Written request »
Please convert every line of the rows below into a JSON list of strings, one string per line, leaving out any blank lines.

Material shown »
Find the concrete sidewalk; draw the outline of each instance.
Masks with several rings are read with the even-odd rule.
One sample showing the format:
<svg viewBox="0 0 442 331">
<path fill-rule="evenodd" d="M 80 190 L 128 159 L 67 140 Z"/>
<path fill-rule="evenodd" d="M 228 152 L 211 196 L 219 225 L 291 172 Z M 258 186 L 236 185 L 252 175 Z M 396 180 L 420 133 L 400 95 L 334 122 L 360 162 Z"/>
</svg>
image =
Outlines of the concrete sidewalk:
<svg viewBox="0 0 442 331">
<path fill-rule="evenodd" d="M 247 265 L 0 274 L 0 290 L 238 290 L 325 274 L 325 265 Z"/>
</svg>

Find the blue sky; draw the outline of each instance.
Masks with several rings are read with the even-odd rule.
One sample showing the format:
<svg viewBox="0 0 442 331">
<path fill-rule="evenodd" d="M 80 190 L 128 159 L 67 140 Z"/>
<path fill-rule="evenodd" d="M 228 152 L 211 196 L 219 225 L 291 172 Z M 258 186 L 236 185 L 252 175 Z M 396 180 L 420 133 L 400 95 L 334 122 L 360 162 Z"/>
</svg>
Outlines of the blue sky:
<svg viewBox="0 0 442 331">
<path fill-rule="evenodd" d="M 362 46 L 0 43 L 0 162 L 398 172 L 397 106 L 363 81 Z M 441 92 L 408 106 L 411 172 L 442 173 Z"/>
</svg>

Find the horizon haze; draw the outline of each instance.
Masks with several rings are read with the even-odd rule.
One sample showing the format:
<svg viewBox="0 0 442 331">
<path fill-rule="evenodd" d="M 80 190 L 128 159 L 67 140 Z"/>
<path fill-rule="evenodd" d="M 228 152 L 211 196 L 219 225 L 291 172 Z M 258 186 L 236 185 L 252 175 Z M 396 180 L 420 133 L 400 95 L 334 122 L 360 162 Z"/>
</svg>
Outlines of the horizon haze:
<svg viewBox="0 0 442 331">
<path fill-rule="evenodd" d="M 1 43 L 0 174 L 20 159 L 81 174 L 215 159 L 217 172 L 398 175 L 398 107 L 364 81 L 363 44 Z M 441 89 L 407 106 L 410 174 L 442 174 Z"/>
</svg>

The answer »
[
  "Find the concrete sidewalk; draw the outline of each instance.",
  "Masks with several rings are read with the even-odd rule.",
  "One sample showing the format:",
  "<svg viewBox=\"0 0 442 331\">",
  "<path fill-rule=\"evenodd\" d=\"M 80 190 L 128 159 L 67 140 Z\"/>",
  "<path fill-rule=\"evenodd\" d=\"M 228 152 L 211 196 L 219 225 L 291 172 Z M 258 186 L 236 185 L 252 175 Z M 396 180 L 420 133 L 400 95 L 334 122 L 360 162 Z\"/>",
  "</svg>",
  "image =",
  "Outlines of the concrete sidewalk:",
  "<svg viewBox=\"0 0 442 331\">",
  "<path fill-rule=\"evenodd\" d=\"M 247 265 L 0 274 L 0 290 L 238 290 L 325 274 L 325 265 Z\"/>",
  "</svg>",
  "Find the blue sky; draw the outline of each instance.",
  "Masks with several rings are read with the even-odd rule.",
  "One sample showing the format:",
  "<svg viewBox=\"0 0 442 331\">",
  "<path fill-rule=\"evenodd\" d=\"M 80 190 L 128 159 L 67 140 Z\"/>",
  "<path fill-rule=\"evenodd\" d=\"M 228 152 L 211 196 L 219 225 L 291 172 Z M 258 186 L 236 185 L 252 175 Z M 396 180 L 420 133 L 400 95 L 334 122 L 360 162 Z\"/>",
  "</svg>",
  "Outlines of the blue sky:",
  "<svg viewBox=\"0 0 442 331\">",
  "<path fill-rule=\"evenodd\" d=\"M 362 46 L 0 43 L 0 162 L 398 172 L 397 106 L 363 81 Z M 441 92 L 408 106 L 411 172 L 442 173 Z\"/>",
  "</svg>",
  "Find the horizon haze; draw the outline of each instance.",
  "Masks with several rings are read with the even-odd rule.",
  "One sample showing the format:",
  "<svg viewBox=\"0 0 442 331\">",
  "<path fill-rule=\"evenodd\" d=\"M 80 190 L 128 159 L 67 140 Z\"/>",
  "<path fill-rule=\"evenodd\" d=\"M 228 152 L 211 196 L 219 225 L 291 172 Z M 258 186 L 236 185 L 252 175 Z M 396 180 L 420 133 L 400 95 L 334 122 L 360 162 Z\"/>",
  "</svg>",
  "Outlines of the horizon haze:",
  "<svg viewBox=\"0 0 442 331\">",
  "<path fill-rule=\"evenodd\" d=\"M 1 43 L 0 174 L 20 159 L 81 174 L 215 159 L 217 172 L 398 175 L 398 107 L 364 81 L 363 44 Z M 441 89 L 407 106 L 410 174 L 442 174 Z\"/>",
  "</svg>"
]